+++ Material provided

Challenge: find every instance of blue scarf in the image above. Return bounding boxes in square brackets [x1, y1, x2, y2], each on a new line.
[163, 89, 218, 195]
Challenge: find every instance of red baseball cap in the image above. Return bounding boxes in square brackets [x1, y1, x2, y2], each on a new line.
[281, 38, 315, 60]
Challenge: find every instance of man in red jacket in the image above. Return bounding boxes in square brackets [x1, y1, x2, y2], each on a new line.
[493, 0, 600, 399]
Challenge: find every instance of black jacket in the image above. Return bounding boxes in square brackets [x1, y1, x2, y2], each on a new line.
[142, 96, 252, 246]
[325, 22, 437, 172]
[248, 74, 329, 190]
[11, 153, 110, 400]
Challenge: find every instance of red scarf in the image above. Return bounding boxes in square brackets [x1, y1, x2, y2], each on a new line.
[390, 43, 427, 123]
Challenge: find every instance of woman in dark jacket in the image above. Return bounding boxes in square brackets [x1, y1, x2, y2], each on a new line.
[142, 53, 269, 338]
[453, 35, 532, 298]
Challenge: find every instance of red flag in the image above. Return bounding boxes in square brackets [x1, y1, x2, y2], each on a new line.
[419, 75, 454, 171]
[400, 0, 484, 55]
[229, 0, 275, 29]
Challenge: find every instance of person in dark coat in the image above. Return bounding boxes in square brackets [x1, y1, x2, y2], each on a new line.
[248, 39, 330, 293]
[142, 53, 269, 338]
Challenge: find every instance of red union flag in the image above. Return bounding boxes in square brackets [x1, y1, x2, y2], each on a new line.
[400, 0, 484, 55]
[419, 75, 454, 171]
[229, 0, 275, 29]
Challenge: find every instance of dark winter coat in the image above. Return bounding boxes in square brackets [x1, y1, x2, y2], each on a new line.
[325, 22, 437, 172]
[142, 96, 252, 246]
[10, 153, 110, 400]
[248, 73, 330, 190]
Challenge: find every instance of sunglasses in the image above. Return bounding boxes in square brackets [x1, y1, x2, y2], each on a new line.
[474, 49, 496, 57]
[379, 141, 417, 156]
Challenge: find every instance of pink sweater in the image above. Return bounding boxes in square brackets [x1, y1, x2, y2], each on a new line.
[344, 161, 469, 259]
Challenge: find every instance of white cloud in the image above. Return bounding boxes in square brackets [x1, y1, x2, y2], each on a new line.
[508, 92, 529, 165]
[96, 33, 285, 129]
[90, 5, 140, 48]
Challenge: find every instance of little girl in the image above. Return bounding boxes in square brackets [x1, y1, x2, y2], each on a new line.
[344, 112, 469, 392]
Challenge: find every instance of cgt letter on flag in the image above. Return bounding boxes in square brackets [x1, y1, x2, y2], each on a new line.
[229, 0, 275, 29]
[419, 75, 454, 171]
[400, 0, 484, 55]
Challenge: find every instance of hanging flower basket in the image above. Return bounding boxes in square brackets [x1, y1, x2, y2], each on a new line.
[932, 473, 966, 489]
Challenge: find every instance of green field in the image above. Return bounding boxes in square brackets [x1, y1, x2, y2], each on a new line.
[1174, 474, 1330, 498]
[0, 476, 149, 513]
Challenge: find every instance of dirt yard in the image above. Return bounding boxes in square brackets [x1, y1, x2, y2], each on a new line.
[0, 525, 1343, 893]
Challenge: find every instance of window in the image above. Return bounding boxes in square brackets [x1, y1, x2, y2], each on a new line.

++++++

• [Work to be completed]:
Please update the data above by replacing "Challenge" with "Task" throughout, leaving everything else the same.

• [The result]:
Task: find every instance of blue scarf in the image above. Return bounding boxes in square brackets [x1, y1, x2, y2], each on a new line.
[163, 89, 218, 195]
Task: find every instance of red baseball cap in the image above. Return bounding boxes in square brackets [x1, y1, x2, y2], each on a new line.
[281, 38, 315, 60]
Task: find every instance of man in red jacket in the image above. Return bounding boxes in square brackets [x1, y1, x2, y2], each on a new line.
[493, 0, 600, 399]
Task: find every instance of black jacket in the image above. Return bounding boxes in square brackets [x1, y1, x2, y2], each on a new line.
[142, 96, 252, 246]
[325, 22, 437, 172]
[248, 74, 329, 190]
[11, 153, 110, 400]
Task: find every instance of red scarf in the image above. Return bounding boxes in square brackets [x1, y1, x2, y2], each on a new line.
[390, 43, 427, 123]
Task: find every instance of woman in dark jacket in the image above. Return bounding boxes in square brackets [x1, y1, x2, y2], each on a new line.
[142, 53, 269, 338]
[453, 35, 532, 298]
Task: find every instance of red flag in the image above. Return bounding boxes in square brackets [x1, y1, x2, y2], each on a new line.
[419, 75, 454, 171]
[400, 0, 484, 55]
[229, 0, 275, 29]
Task: find every instance of person in dark coat in the image above. Return bounding boxes in square brackets [x1, y1, x2, y2], each on a new line.
[248, 39, 330, 293]
[142, 53, 269, 338]
Task: find every instance of red union flag in the image above. Return bounding boxes in square brackets [x1, y1, x2, y2], each on a new line.
[400, 0, 484, 55]
[419, 75, 454, 171]
[229, 0, 275, 29]
Task: find every instance of dark winter coat in the image above. Return bounding boxes in square brackets [x1, y1, x2, y2], each on a new line.
[325, 22, 437, 172]
[142, 96, 252, 246]
[10, 153, 110, 400]
[248, 73, 330, 190]
Task: find every instance of sunglasses in the image above. Return bounding boxes in square brackets [x1, y1, x2, y2], each on a new line.
[474, 49, 496, 57]
[379, 141, 417, 156]
Task: find every instance of pink sweater in the image above. Return bounding boxes in square brackets [x1, y1, x2, y2], each on a new line.
[344, 161, 469, 259]
Task: find every instance of white cloud in the image above. Return bounding boxes in square brackets [x1, y1, x2, y2], each on a new line.
[508, 92, 529, 165]
[96, 33, 285, 129]
[90, 5, 140, 48]
Task: find every instance of little girl in the image above. Return bounding boxes in square brackets [x1, y1, x2, y2], each on a new line.
[344, 112, 469, 392]
Task: find every instance of cgt letter on flag in the image above. Return bounding boxes in square brackets [x1, y1, x2, y2], each on a new line.
[229, 0, 275, 29]
[419, 75, 454, 171]
[400, 0, 484, 55]
Task: find every instance of hanging flower basket in the image above. Return bounding boxes in square brackets [x1, y1, x2, y2], each on a new line.
[932, 473, 966, 489]
Task: find every instance of green field in the image above. Return bounding boxes in square brackets [x1, y1, x2, y2], each on a new line.
[1174, 474, 1330, 498]
[0, 476, 149, 513]
Task: find every instance of dirt yard in the image above. Return bounding boxes in square brackets [x1, y1, x2, y2], each on a new line.
[0, 525, 1343, 893]
Task: find every instance of window in the image above. Return bounding boxes in square brackets [x1, y1, x2, y2], each on a new line.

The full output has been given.